§ What is needed:
Pull out every row below word for word, leaving out the pictures.

§ Records for the task:
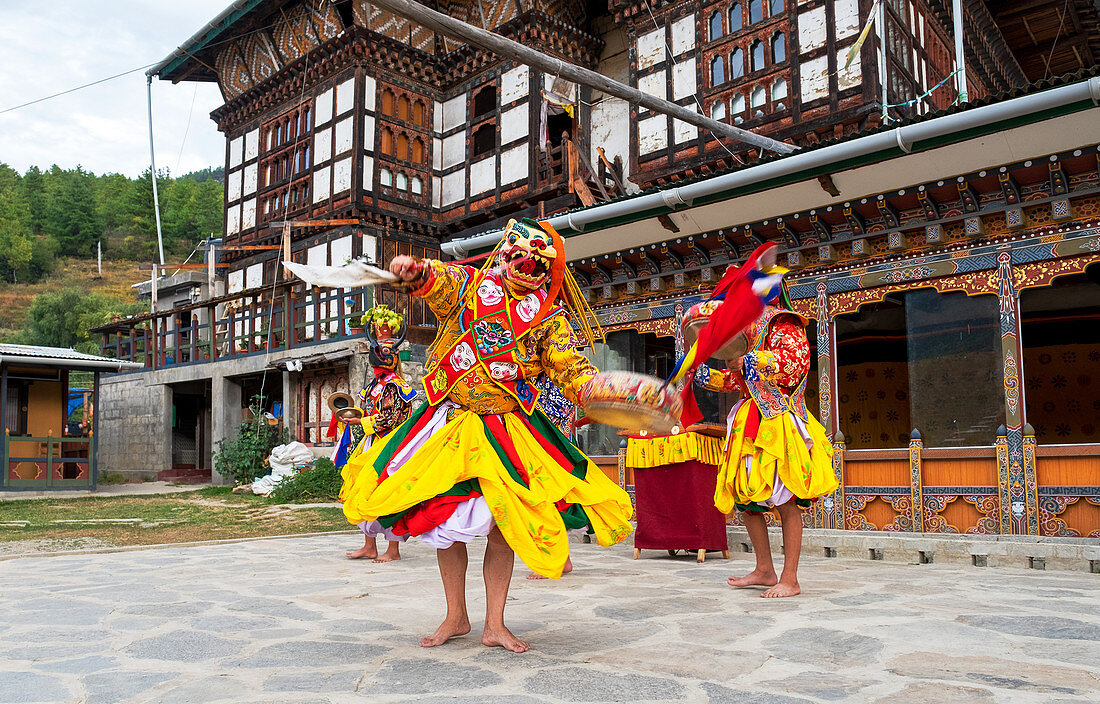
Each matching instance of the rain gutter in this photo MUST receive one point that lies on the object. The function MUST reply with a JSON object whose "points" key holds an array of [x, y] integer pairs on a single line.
{"points": [[873, 147]]}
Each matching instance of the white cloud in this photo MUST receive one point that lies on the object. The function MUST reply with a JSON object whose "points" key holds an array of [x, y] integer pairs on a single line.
{"points": [[46, 47]]}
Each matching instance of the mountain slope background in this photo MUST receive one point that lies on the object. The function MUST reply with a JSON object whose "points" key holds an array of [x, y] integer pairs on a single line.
{"points": [[51, 224]]}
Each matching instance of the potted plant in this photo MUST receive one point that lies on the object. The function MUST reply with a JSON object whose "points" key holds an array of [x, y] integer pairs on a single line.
{"points": [[386, 322]]}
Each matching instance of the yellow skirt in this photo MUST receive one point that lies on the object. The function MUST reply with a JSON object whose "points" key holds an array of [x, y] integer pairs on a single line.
{"points": [[470, 447], [778, 448]]}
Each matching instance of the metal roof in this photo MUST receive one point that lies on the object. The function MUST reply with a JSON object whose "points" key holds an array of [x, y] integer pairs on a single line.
{"points": [[59, 356]]}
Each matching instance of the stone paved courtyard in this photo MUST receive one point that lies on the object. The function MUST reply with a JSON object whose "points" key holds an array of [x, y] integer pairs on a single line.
{"points": [[293, 620]]}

§ Response below:
Each matching instance of the rain gutter in this photo MUST receive one point that lies on the object. The function MUST reply with a JSON object whose "points" key holds an array of [x, y] integer pairs on a single line.
{"points": [[873, 147]]}
Each matching instance of the white cloud in this photo MUST receive one point that lies on the object. The function MUST reply with a JSON object whose "points" key holds an array of [x, y] integer pairs on a single line.
{"points": [[46, 47]]}
Each matching instance of the mountain slope background in this photo MUST receive one point that lies on the object. The function MUST reply with a JSON object whose "points" key holds an array of [x, y] integer pairs on a single line.
{"points": [[51, 224]]}
Each matching instance of the potted plant in this photo MUST receive one point that lies on the object. The function MUST reply with a JSON object whose "points" key holds an array of [x, y] integer pairs on a single line.
{"points": [[386, 322]]}
Each matching instance of the yellow skirt in this photo MUST receive one point that lies on the object. The function MUST reply with a JSON object whose "points" key holds an array of [x, y] integer pairs on a single line.
{"points": [[470, 447], [778, 448]]}
Each matching instance of the metal roof in this photo MUST receive one point that lies on the object. The function MUST reply with a JSON object whose "points" key holds an array of [x, y] integer pairs on a single line.
{"points": [[59, 356]]}
Each matching instance of the stone paved courtyard in this photo MUST receive one point that lies on the object. The function MUST reply with a JSON object whose "points" key holds an array of [x, y] integer pairs on a single line.
{"points": [[293, 620]]}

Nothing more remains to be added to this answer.